Rewrite the lines below with every "rough mask" changed to "coarse mask", keeping everything else the same. Omit the pictures from your answer.
** DATASET CONTENT follows **
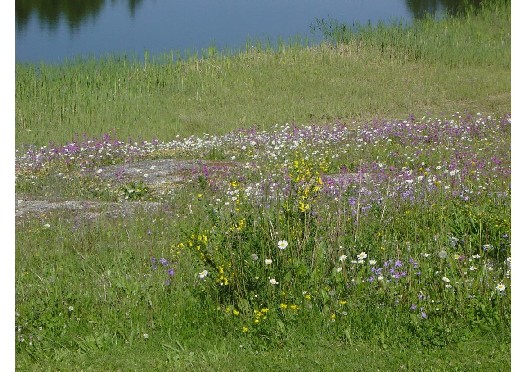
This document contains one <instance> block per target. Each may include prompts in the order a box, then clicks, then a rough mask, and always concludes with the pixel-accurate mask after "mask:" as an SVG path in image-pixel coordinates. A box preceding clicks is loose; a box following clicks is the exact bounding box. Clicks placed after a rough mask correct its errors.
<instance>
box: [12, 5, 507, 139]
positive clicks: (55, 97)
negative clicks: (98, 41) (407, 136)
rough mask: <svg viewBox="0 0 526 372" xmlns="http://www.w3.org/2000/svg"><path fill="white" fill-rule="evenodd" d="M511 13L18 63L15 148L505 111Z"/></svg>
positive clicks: (490, 11) (150, 138)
** End of DATASET CONTENT **
### TASK RESULT
This document contains one <instance> block per target. Each may include prompts in the order a box, then clicks, then a coarse mask, and always concludes with the pixel-accurate mask after "mask:" as an SVG path in image-pixel coordinates. A box preceding clicks is loose; a box following clicks is the exact bounding box. Clicks placed after a coarse mask correct its errors.
<instance>
box: [12, 5, 507, 139]
positive clicks: (55, 97)
negative clicks: (98, 41) (407, 136)
coarse mask: <svg viewBox="0 0 526 372" xmlns="http://www.w3.org/2000/svg"><path fill="white" fill-rule="evenodd" d="M511 13L18 63L15 148L505 111Z"/></svg>
positive clicks: (490, 11) (150, 138)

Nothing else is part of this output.